■ **Aim of the exercise**:
Please copy every one of the entries below word for word, without changing anything.

■ **Input**:

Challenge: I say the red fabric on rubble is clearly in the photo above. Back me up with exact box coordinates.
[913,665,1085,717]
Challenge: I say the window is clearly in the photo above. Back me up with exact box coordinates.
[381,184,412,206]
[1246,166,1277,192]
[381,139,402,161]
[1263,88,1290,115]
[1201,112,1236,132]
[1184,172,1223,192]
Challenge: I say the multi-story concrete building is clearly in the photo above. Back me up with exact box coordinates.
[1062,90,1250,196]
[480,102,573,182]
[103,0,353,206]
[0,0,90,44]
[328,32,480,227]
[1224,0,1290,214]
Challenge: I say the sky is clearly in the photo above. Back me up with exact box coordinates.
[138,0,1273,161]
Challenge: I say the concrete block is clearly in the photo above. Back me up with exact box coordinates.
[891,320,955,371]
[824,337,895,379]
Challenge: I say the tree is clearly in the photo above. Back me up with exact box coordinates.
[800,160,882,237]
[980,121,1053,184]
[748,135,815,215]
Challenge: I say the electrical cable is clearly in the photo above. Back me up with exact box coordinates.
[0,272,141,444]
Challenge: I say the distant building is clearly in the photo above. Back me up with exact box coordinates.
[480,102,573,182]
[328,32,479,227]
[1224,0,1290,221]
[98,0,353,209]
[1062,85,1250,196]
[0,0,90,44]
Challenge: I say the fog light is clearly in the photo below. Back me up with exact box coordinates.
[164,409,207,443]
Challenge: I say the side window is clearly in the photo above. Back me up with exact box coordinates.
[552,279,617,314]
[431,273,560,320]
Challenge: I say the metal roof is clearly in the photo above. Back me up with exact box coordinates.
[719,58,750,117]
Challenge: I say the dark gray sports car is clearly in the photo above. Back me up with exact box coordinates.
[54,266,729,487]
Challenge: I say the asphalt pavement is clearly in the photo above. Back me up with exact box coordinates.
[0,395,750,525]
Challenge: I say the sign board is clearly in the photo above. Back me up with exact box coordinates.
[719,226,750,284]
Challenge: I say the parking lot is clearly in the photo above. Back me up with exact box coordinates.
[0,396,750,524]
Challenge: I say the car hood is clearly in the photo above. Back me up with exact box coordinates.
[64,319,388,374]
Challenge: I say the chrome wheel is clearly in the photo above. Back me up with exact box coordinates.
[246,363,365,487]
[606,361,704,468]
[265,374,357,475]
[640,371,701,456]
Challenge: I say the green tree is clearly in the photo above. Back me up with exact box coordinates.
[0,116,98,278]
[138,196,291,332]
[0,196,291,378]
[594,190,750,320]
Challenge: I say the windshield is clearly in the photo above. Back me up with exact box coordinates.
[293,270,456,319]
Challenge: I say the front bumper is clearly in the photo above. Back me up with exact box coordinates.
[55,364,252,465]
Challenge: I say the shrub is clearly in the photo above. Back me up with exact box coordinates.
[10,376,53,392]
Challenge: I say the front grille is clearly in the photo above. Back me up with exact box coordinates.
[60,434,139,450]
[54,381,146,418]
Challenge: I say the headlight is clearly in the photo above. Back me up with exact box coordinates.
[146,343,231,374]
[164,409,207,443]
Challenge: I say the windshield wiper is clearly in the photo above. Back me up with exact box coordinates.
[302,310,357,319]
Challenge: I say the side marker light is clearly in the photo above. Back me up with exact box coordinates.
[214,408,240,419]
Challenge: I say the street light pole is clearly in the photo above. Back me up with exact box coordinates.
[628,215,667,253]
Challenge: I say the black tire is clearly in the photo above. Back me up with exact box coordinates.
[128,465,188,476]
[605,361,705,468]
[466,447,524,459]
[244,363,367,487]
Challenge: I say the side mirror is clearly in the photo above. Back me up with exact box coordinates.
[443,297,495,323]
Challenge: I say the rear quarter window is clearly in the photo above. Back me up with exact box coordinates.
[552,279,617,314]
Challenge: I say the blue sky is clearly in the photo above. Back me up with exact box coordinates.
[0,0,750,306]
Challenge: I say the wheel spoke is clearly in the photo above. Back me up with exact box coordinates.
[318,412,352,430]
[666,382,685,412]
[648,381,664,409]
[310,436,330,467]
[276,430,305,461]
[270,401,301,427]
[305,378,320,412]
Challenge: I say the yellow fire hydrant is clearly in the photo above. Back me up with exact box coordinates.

■ **The answer**:
Challenge: I say the red fabric on rubble is clearly in the photo above. Back me up with exact box coordinates.
[913,665,1085,717]
Challenge: I say the window is clearly in the photo above. Back me up with exact box coordinates.
[381,184,412,206]
[1246,166,1277,192]
[381,139,402,161]
[1263,88,1290,115]
[1201,112,1236,132]
[1184,172,1223,192]
Challenge: I say the multi-story concrete building is clearly in the photo above. Back me up with exact box coordinates.
[1062,90,1250,196]
[480,102,573,182]
[103,0,353,206]
[0,0,90,44]
[328,32,480,227]
[1224,0,1290,214]
Challenge: I say the sky is clearly in the photo above. Back me up with exact box coordinates.
[138,0,1273,161]
Challenge: I say the concrete block is clearly in the photo above. Back me up with exact box coordinates.
[891,320,955,371]
[824,337,895,379]
Challenge: I say the tree is clearly in the photo above. Back me up with exact box coordinates.
[800,160,882,237]
[980,121,1053,184]
[748,135,815,215]
Challenge: I say the electrical cable is clearly in the photo above. Back me up with exact box coordinates.
[0,272,141,444]
Challenge: I say the distant building is clearly in the photo above. Back me up with exact box coordinates.
[480,102,573,182]
[328,32,479,227]
[1224,0,1290,221]
[98,0,353,209]
[1062,85,1250,196]
[0,0,90,44]
Challenge: I say the fog light is clearly in the photo below. Back me up with exact box coordinates.
[164,409,207,443]
Challenge: I say the side window is clearly in the photo above. Back me up with exact box coordinates.
[552,279,617,314]
[431,273,560,320]
Challenge: I say the metal roof is clearly in the photo above. Back me up with exact box coordinates.
[719,58,750,117]
Challenge: I say the dark gray sports car is clearly in the photo above. Back me up with exact box coordinates.
[54,266,729,487]
Challenge: I say the asphalt pavement is clearly in the photo above. Back me up with exact box coordinates.
[0,395,750,525]
Challenge: I say the sign board is clearly in the photo above. Back me up with exact box coordinates.
[719,226,750,284]
Challenge: I say the parking lot is clearly in the photo above. Back me up with exact box coordinates.
[0,396,750,524]
Challenge: I say the car hood is clearly in the photo above. Back me up with exact box coordinates.
[64,319,388,374]
Challenge: I say the chrome wheel is clearly in the photo above. Back me up with exact box coordinates.
[246,363,365,487]
[606,361,704,468]
[265,374,357,475]
[640,371,701,456]
Challenge: I say the green tree is clearly in the photo above. Back me up with exact box coordinates.
[0,116,98,278]
[138,196,291,332]
[0,196,291,378]
[594,190,750,320]
Challenge: I say the windshield is clearly in the photo above. Back me up with exact box coordinates.
[293,270,456,319]
Challenge: I say the front bumper is clearly in the photo above. Back me up with exact box coordinates.
[55,364,252,465]
Challenge: I say the shrub is clearly in the photo above. Back me up with exact box coordinates.
[10,376,53,392]
Challenge: I say the front grille is clearly in the photo above. Back me up with exact box coordinates.
[60,434,139,450]
[54,381,146,418]
Challenge: I say the headlight is clearly in the photo above. Back me up with exact box coordinates.
[146,343,231,374]
[164,409,207,443]
Challenge: I say the windshield wiper is clearly in the photo above. Back me up with exact box coordinates.
[302,310,357,319]
Challenge: I say the side marker light is clearly in the photo above. Back me up with exact box coordinates.
[214,408,240,419]
Challenge: I say the street light pole is clearly in the photo above. Back me up with exact box coordinates.
[628,215,667,253]
Challenge: I say the black tire is clearly in the photo above. Back me up with exact box coordinates.
[128,465,188,476]
[605,361,705,468]
[466,447,524,459]
[244,363,367,487]
Challenge: I say the side mirror is clearly in the photo above. Back me up with exact box coordinates.
[443,297,495,323]
Challenge: I say the rear quarter window is clearly in the photo above. Back me up with exact box coordinates.
[552,279,617,314]
Challenge: I say the blue sky is clearly in the photo above. Back me up with exact box coordinates.
[0,0,750,306]
Challenge: I say the wheel spoke is clearly in the photo above. Back me up with exact box coordinates.
[318,412,352,430]
[666,382,685,412]
[648,381,664,409]
[310,436,330,467]
[276,430,305,461]
[270,401,301,427]
[305,378,320,412]
Challenge: I say the yellow fire hydrant is clearly in the photo above. Back me up with exact box coordinates.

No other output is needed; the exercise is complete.